━━━ Provided entries

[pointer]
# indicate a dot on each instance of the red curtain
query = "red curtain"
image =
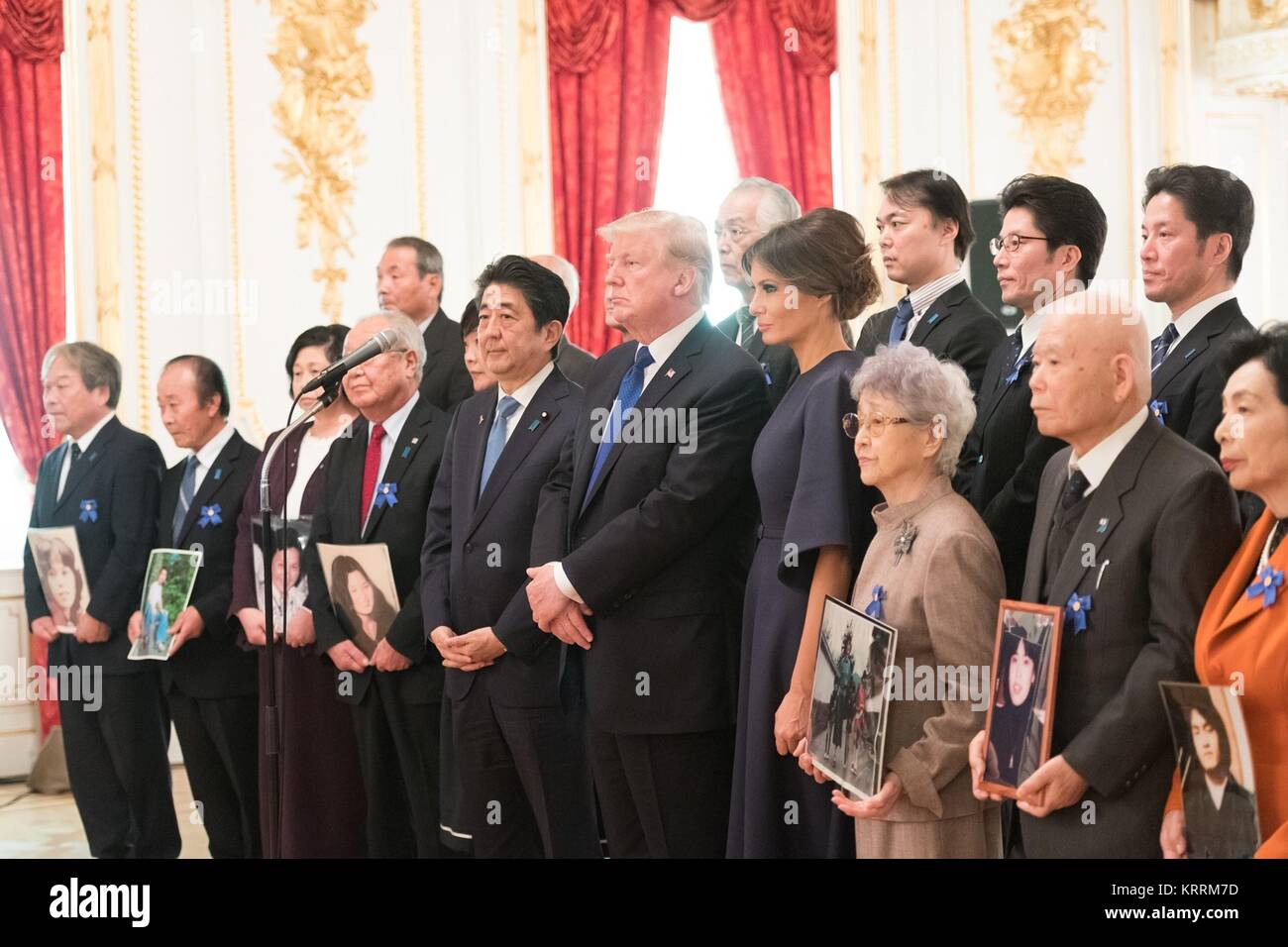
(33, 303)
(606, 90)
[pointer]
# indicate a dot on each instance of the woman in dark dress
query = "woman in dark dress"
(321, 806)
(807, 274)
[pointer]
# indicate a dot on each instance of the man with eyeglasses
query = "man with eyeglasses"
(748, 213)
(925, 231)
(1052, 235)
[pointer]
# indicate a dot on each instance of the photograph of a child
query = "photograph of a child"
(361, 582)
(290, 582)
(62, 574)
(848, 715)
(166, 589)
(1214, 759)
(1018, 714)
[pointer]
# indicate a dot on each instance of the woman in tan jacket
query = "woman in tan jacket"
(934, 574)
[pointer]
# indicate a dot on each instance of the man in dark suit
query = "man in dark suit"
(524, 775)
(755, 206)
(925, 231)
(1133, 527)
(103, 480)
(377, 486)
(648, 530)
(410, 279)
(1052, 235)
(1196, 232)
(572, 360)
(210, 684)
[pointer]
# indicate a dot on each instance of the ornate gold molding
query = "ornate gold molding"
(1047, 68)
(325, 75)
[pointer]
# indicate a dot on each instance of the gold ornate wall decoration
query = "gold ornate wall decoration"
(325, 75)
(1047, 69)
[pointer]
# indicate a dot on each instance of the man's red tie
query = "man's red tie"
(372, 470)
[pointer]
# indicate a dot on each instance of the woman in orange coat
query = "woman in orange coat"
(1243, 633)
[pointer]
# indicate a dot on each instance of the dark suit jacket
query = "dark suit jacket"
(210, 665)
(121, 474)
(478, 548)
(777, 361)
(1003, 462)
(1159, 528)
(574, 363)
(1186, 388)
(661, 548)
(338, 519)
(956, 326)
(445, 381)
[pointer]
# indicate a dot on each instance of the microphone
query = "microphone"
(378, 343)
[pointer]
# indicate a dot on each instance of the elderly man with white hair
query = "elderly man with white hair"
(934, 574)
(1133, 527)
(643, 543)
(755, 206)
(376, 492)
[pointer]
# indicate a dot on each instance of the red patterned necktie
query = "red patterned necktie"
(372, 470)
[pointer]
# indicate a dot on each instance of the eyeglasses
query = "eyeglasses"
(875, 423)
(1012, 243)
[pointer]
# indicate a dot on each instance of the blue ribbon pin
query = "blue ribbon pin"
(386, 495)
(875, 609)
(1076, 611)
(1269, 579)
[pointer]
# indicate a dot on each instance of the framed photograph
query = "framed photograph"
(1214, 758)
(166, 590)
(62, 574)
(290, 581)
(1021, 705)
(361, 583)
(848, 712)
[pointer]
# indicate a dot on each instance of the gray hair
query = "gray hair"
(684, 240)
(928, 392)
(97, 367)
(408, 335)
(778, 205)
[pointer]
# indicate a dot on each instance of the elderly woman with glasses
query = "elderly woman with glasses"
(934, 574)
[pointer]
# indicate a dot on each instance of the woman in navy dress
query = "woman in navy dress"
(807, 274)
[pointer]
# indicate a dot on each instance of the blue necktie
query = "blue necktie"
(902, 317)
(1160, 346)
(187, 489)
(627, 393)
(496, 438)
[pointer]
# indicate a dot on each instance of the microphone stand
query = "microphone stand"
(271, 738)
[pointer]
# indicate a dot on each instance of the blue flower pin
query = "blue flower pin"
(1076, 611)
(1269, 579)
(875, 609)
(386, 495)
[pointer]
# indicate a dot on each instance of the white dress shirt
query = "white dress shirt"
(84, 441)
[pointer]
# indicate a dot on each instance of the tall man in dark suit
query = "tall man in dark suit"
(410, 279)
(572, 360)
(1196, 232)
(377, 486)
(1133, 527)
(1052, 235)
(104, 480)
(645, 526)
(211, 684)
(522, 755)
(755, 206)
(925, 231)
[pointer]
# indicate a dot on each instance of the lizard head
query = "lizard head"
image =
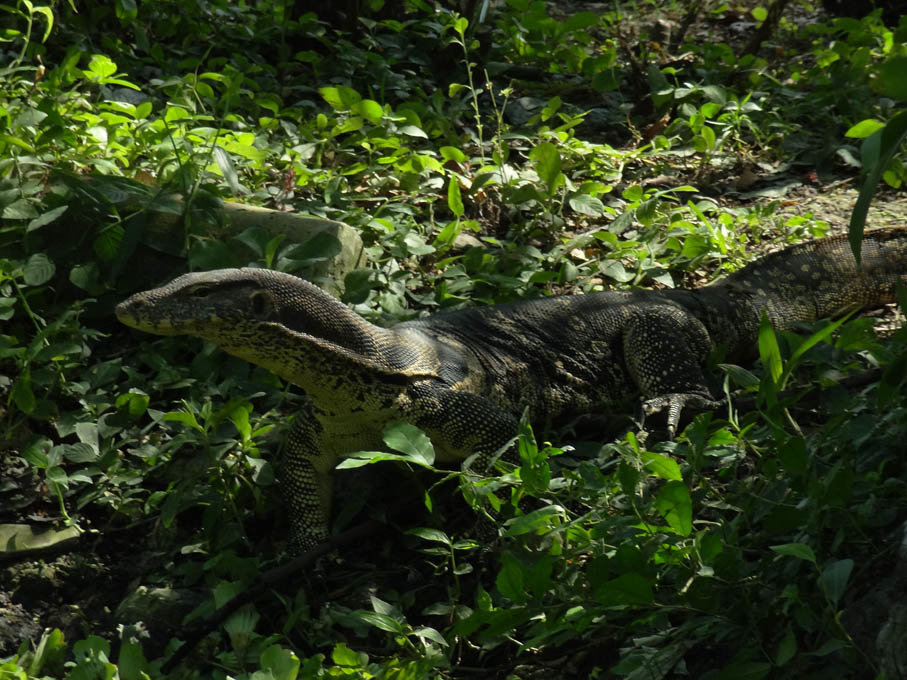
(212, 305)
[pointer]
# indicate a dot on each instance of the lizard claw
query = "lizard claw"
(675, 402)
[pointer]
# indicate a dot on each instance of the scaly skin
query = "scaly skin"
(466, 377)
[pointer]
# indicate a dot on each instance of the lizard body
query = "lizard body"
(465, 377)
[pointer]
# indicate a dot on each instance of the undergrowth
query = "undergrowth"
(735, 551)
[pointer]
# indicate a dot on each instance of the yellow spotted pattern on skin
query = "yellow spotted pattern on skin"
(466, 377)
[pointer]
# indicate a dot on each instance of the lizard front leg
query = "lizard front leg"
(665, 348)
(306, 482)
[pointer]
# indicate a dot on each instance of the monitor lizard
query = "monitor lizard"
(466, 376)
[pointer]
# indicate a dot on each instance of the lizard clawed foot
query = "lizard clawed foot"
(675, 402)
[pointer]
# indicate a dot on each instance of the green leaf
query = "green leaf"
(793, 456)
(132, 403)
(745, 670)
(225, 163)
(452, 153)
(834, 578)
(787, 649)
(800, 550)
(548, 165)
(380, 621)
(661, 466)
(101, 67)
(425, 632)
(585, 204)
(369, 109)
(131, 662)
(673, 502)
(627, 589)
(412, 131)
(543, 519)
(38, 270)
(46, 218)
(22, 394)
(864, 128)
(184, 417)
(769, 351)
(510, 580)
(886, 143)
(430, 535)
(893, 77)
(454, 200)
(340, 98)
(344, 656)
(282, 663)
(87, 277)
(411, 442)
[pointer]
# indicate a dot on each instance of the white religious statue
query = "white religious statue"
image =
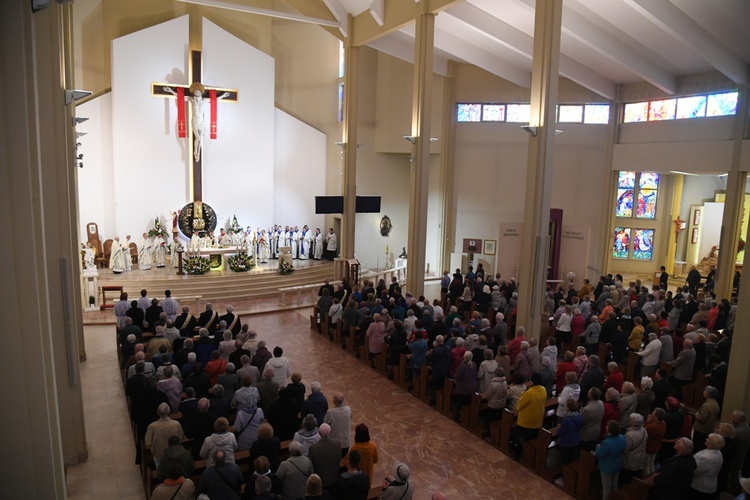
(126, 250)
(305, 243)
(89, 258)
(160, 251)
(117, 257)
(295, 242)
(318, 242)
(144, 255)
(331, 244)
(263, 246)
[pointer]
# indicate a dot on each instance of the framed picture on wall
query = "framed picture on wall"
(490, 246)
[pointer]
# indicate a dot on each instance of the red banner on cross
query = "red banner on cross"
(214, 112)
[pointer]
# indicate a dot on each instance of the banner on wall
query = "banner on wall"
(509, 249)
(574, 252)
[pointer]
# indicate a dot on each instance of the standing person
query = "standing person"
(367, 450)
(331, 244)
(609, 454)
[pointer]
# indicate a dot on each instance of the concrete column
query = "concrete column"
(43, 425)
(678, 182)
(349, 171)
(535, 235)
(733, 203)
(447, 163)
(420, 160)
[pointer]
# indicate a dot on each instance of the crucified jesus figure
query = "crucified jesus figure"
(197, 116)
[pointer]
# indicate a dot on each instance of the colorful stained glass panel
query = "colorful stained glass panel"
(662, 110)
(596, 114)
(636, 112)
(691, 107)
(469, 112)
(649, 180)
(626, 179)
(646, 204)
(570, 113)
(643, 244)
(518, 113)
(722, 104)
(621, 243)
(493, 113)
(624, 203)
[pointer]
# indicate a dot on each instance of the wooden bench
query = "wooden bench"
(109, 288)
(577, 476)
(636, 490)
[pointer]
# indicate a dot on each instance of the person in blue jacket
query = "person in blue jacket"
(609, 454)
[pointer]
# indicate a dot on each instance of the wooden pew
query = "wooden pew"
(636, 490)
(314, 325)
(577, 476)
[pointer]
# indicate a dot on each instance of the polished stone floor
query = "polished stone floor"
(442, 455)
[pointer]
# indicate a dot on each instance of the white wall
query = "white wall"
(238, 166)
(96, 178)
(299, 172)
(150, 162)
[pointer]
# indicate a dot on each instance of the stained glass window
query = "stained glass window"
(596, 114)
(626, 179)
(662, 110)
(570, 113)
(722, 104)
(691, 107)
(469, 112)
(643, 244)
(636, 112)
(624, 203)
(518, 113)
(621, 243)
(493, 113)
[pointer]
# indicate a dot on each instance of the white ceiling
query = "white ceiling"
(604, 42)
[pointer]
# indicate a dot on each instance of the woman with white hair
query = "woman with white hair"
(399, 488)
(634, 459)
(465, 382)
(708, 464)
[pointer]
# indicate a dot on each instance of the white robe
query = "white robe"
(160, 251)
(117, 258)
(305, 245)
(295, 244)
(318, 253)
(144, 255)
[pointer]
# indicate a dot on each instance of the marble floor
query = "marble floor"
(442, 455)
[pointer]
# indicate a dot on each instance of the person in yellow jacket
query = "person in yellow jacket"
(636, 335)
(530, 411)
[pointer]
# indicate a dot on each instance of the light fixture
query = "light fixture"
(75, 95)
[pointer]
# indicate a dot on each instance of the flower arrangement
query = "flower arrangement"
(195, 264)
(157, 230)
(285, 267)
(240, 262)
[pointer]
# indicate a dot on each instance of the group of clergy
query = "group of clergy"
(152, 251)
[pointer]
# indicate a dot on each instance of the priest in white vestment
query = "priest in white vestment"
(144, 254)
(331, 244)
(160, 251)
(318, 239)
(263, 246)
(295, 243)
(305, 242)
(117, 257)
(126, 252)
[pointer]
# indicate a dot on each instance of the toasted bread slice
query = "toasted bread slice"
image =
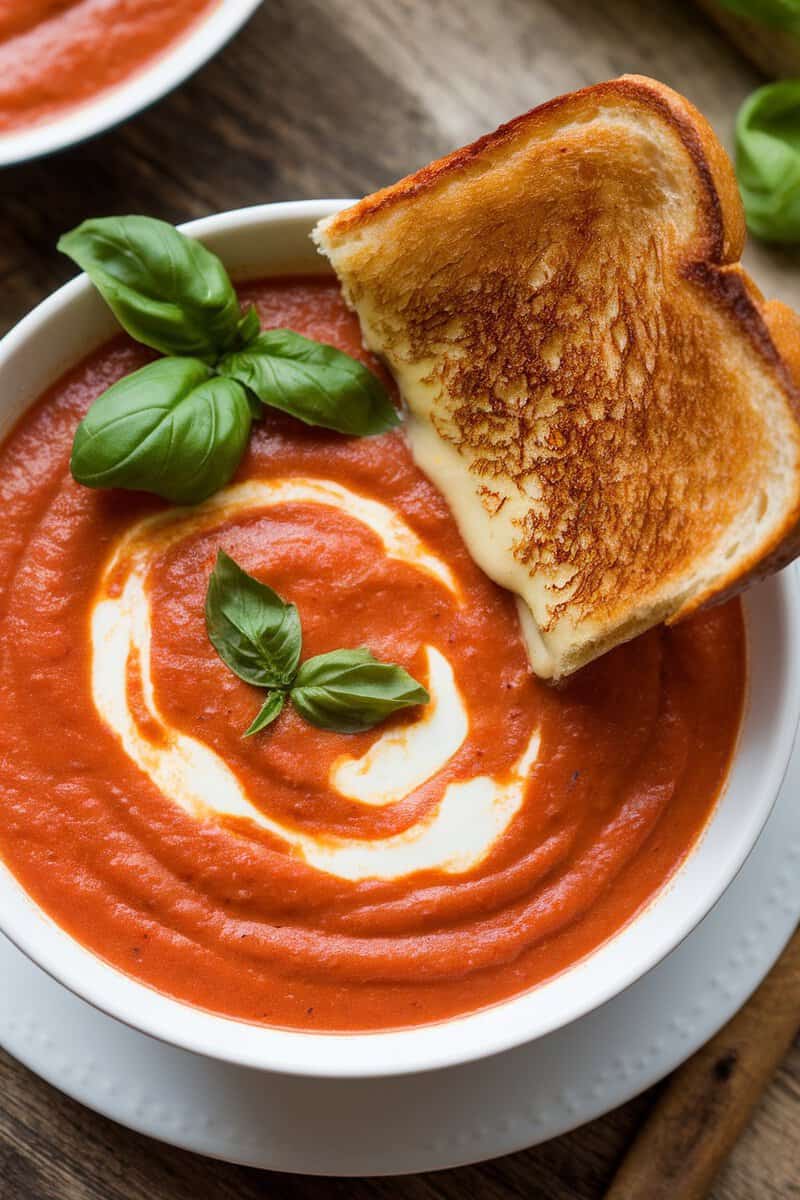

━━━━━━

■ **Work task**
What is needed is a copy of every line above in which "statue" appears.

■ **Reply**
# indicate a dot on each instance of the white religious statue
query = "white religious statue"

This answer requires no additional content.